Input data: Begin
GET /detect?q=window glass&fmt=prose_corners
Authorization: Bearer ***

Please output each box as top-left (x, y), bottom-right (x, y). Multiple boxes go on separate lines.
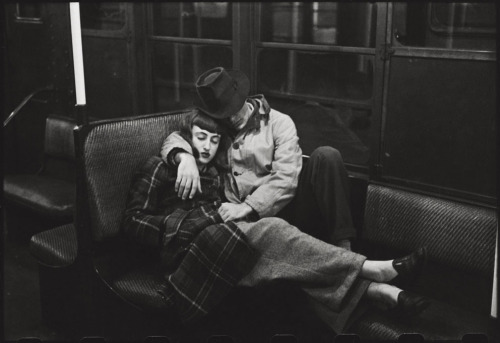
top-left (80, 3), bottom-right (126, 31)
top-left (267, 97), bottom-right (372, 166)
top-left (384, 57), bottom-right (496, 197)
top-left (15, 3), bottom-right (42, 20)
top-left (393, 2), bottom-right (496, 50)
top-left (258, 49), bottom-right (373, 101)
top-left (152, 43), bottom-right (233, 111)
top-left (260, 2), bottom-right (376, 47)
top-left (152, 2), bottom-right (232, 40)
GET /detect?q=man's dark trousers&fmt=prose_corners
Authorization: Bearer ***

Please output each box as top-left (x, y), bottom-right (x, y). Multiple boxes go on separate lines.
top-left (279, 146), bottom-right (356, 244)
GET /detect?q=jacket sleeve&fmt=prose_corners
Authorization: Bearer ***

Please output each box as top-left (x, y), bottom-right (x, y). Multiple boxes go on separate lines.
top-left (244, 114), bottom-right (302, 217)
top-left (160, 131), bottom-right (193, 167)
top-left (122, 156), bottom-right (171, 247)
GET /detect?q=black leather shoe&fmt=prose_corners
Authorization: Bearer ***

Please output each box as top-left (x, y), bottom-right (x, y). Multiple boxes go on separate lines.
top-left (394, 290), bottom-right (431, 317)
top-left (392, 247), bottom-right (427, 285)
Input data: End
== Task item ==
Where a record holds a picture, leave the picture out and restate the rest word for word.

== Result of the task ==
GET /detect?q=window glass&fmt=prose_corners
Authorization: Bearer ***

Please output each box as top-left (x, y), bottom-right (x, y). Multiple boxes go on separate lines.
top-left (80, 3), bottom-right (126, 31)
top-left (267, 97), bottom-right (372, 166)
top-left (384, 57), bottom-right (496, 197)
top-left (15, 3), bottom-right (42, 20)
top-left (393, 2), bottom-right (496, 50)
top-left (258, 49), bottom-right (373, 101)
top-left (152, 43), bottom-right (233, 111)
top-left (260, 2), bottom-right (376, 47)
top-left (152, 2), bottom-right (232, 40)
GET /detect?q=man's dark trousers&fmt=prose_corners
Authorization: Bearer ***

Please output each box as top-left (x, y), bottom-right (x, y). Multiple boxes go on separate lines.
top-left (279, 146), bottom-right (356, 244)
GET /detect?q=jacket sleeve&fmt=prose_corners
Authorization: Bearer ***

Please output each box as top-left (x, y), bottom-right (x, y). Multiple boxes go on separate lines.
top-left (244, 114), bottom-right (302, 217)
top-left (160, 131), bottom-right (193, 167)
top-left (122, 156), bottom-right (171, 247)
GET /detect?q=black leather shoe&fmt=prose_corners
Authorization: Bearer ***

Please output each box as top-left (x, y), bottom-right (x, y). Multiple boxes go on separate lines.
top-left (394, 290), bottom-right (431, 317)
top-left (392, 247), bottom-right (427, 285)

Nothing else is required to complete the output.